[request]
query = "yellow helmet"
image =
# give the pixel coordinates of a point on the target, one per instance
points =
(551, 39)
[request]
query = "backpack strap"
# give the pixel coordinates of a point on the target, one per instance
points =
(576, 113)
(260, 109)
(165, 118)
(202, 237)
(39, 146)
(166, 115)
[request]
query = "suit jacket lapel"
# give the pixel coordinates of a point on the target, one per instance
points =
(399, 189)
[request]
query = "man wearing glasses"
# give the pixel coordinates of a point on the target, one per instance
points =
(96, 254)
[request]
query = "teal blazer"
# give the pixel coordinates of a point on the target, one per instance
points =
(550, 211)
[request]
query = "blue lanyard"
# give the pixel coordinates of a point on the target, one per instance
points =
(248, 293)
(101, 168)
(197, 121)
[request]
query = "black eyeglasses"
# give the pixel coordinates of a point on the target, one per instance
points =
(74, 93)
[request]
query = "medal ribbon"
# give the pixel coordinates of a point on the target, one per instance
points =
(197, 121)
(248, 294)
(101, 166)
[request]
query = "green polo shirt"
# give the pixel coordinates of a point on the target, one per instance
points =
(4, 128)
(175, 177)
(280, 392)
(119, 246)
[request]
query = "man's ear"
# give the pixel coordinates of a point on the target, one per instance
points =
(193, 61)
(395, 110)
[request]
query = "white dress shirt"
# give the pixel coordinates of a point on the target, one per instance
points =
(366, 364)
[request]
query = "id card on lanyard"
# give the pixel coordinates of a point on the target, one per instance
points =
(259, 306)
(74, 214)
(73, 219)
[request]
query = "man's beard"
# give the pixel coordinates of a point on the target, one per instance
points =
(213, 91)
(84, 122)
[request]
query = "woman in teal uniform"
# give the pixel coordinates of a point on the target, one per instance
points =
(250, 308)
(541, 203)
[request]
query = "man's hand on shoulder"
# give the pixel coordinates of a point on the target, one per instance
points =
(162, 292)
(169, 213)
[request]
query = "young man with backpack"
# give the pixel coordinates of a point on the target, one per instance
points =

◆ ◆ ◆ ◆

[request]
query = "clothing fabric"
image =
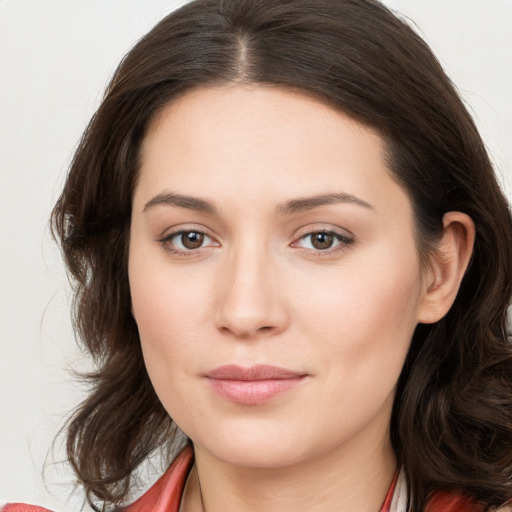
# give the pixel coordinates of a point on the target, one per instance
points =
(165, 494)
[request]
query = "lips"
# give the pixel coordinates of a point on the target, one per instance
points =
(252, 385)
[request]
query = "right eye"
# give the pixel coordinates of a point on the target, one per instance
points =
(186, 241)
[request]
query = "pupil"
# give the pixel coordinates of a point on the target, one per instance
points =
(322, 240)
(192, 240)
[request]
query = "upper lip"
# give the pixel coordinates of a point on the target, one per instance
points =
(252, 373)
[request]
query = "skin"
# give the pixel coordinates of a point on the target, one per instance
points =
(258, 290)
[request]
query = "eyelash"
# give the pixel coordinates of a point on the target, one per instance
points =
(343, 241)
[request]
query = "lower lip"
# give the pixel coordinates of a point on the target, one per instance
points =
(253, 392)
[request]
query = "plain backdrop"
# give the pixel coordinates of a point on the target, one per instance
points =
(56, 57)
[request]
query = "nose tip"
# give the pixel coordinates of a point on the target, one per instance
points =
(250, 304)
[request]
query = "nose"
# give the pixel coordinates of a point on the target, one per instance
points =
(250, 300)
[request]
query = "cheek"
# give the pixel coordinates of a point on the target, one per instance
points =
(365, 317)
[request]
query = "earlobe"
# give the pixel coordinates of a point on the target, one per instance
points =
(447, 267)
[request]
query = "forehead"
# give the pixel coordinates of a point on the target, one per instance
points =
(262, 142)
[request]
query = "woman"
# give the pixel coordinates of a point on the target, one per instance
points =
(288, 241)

◆ ◆ ◆ ◆

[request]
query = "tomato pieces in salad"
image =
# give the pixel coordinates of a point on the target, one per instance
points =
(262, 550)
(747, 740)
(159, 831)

◆ ◆ ◆ ◆

**Set exercise**
Count the lines in the records that contain the string "backpack", treating case as significant, and reply with the number alone.

**Task response**
2